The economics of blade computing involve trade-offs, including storage-related issues.
By Dave Vellante
—The idea behind blade computing is a good one: Strip out and share key components such as power, cooling, and storage across multiple servers; reduce costs; and simplify the IT infrastructure.
If every application workload fit well into a blade environment we wouldn't need any other computing approach; unfortunately, that's not the case. Blade computing works great in certain situations, but can actually increase costs in others. The allure of blade computing is compelling, and aggressive marketing by blade vendors can make blades sound like the logical solution?and often they are. In general, however, users must become more aware of the benefits and drawbacks of blade computing and fully understand the marginal costs and marginal benefits. This is especially true in smaller environments where companies don't have the critical mass of "blade-friendly" applications to exploit the economics of blade servers. Often, the incremental costs of the chassis and the drawbacks of sole-sourcing outweigh the benefits and can sometimes actually increase costs by as much as 2x to 3x.
This article answers the following questions:
- Where do blade servers fit, and where do they not fit?
- What economic value can blades bring?
- What are some of the storage best practices for blade servers?
- What does the future hold?
What is blade computing?
Blade computing combines blade servers with enclosures that house these servers. Blade servers are very compact, high-density servers each with a unique CPU and memory. The number of components on each server is reduced by sharing power, cooling, cables, networking, storage, and consoles with other servers that reside in an enclosure or chassis. This approach squeezes more costs out of distributed computing by spreading the cost of these components across other servers in an enclosure, dramatically reducing the number of parts on each server.

_Provided records_
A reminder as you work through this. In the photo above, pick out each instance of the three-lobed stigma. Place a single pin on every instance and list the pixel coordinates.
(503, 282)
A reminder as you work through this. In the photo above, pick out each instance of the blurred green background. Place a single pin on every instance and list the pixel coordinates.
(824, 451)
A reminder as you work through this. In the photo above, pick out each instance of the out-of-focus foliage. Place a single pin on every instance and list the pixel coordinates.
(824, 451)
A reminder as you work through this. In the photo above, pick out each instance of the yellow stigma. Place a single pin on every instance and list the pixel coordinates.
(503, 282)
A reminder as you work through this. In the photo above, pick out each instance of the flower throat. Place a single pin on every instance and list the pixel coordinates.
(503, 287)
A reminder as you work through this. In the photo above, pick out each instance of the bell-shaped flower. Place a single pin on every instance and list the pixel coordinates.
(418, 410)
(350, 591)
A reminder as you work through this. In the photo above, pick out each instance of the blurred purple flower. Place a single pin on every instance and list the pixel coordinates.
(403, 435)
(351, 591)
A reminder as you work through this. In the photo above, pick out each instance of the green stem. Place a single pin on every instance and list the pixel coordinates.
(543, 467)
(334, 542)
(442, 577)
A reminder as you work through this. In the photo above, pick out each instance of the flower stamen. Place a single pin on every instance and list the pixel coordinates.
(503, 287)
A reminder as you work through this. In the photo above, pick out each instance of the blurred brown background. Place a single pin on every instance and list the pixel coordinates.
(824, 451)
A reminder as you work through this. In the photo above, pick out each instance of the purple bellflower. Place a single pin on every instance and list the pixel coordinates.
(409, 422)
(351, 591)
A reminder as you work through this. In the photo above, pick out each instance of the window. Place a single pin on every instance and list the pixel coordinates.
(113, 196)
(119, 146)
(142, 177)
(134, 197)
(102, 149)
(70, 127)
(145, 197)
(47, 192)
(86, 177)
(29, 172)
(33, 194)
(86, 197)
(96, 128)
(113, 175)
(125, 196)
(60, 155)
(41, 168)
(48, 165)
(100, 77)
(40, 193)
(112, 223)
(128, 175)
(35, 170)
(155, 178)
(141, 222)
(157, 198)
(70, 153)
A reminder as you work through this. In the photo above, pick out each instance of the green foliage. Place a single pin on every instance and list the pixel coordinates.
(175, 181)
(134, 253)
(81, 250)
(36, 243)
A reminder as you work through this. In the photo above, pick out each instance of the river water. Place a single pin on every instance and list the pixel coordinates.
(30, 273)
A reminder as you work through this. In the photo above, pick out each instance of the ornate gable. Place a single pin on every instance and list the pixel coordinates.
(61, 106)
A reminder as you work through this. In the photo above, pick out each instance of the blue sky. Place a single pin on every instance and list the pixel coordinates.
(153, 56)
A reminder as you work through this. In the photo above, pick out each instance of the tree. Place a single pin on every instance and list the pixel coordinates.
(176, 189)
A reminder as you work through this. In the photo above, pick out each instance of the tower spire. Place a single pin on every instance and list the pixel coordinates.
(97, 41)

_Task instructions_
1. In the blade computing article, by how much can the incremental chassis costs and the drawbacks of sole-sourcing sometimes increase costs?
2. Continue the blade computing article from its last sentence.

_Task responses_
1. By as much as 2x to 3x.

2.
Blade technology drives simplicity and commonality into IT infrastructures, making them easier to manage, more space- and power-efficient, and more resilient if designed properly. Moreover, by separating out storage and allowing multiple blade servers to access storage pools, organizations can build more-resilient infrastructures that can better withstand failures commonly seen in commodity disks and operating systems. As always, there are caveats.
Where does it make sense?
Blade servers are excellent solutions for applications such as Web serving, e-mail, certain analytics applications, and especially workloads that are "parallelizable"—in other words, applications that can be easily spread across many different servers. But more-complex workloads with higher transaction rates and update activity are often not well-suited for blade architectures.
For applications such as very large transaction processing workloads, especially those with high write-to-read ratios, making applications work on specially configured hardware that cannot be as standardized as blades will remain a complex and challenging undertaking. However, for a broad array of applications such as Web serving, small databases, file-oriented, and other unstructured workloads, blades can be an excellent fit, with some caveats that we'll explore in the best practice section of this article.
What's the economic value?
Storage is an important consideration in blade economics. Stripping storage out of the blade server improves packaging, reduces the cost per blade, and often brings other flexibility benefits, but providing access to storage is sometimes cost-prohibitive, especially with block-based storage using SANs. Often, the cost of SAN infrastructure cannot be justified in blade environments. File-orientated workloads appropriate for NAS are more economically feasible, and newer alternatives such as iSCSI will ultimately lower the cost of consolidating block-based storage for blades.
The storage issues underscore the paradox of blade computing. On one hand, blade servers make sense from a packaging standpoint, but they often bring other dependencies that bog down the business case.
It's useful to look at the economic benefits of blade infrastructure in two dimensions:
- What hard dollar savings can be realized from blade computing?
- What incremental business benefits ("soft dollars") can blade computing bring?
While it's always important to assess hard cost savings, experience shows that the real benefits with blade computing are seen in terms of better application availability and much faster deployment of change, specifically related to the provisioning of new server capacity.
The degree of cost savings, or reduction in total cost of ownership, will vary as a function of three factors:
- The number of workloads that are candidates for blade computing;
- Best practices used to exploit emerging hardware and software technologies; and
- Current levels of server and storage consolidation that have been achieved.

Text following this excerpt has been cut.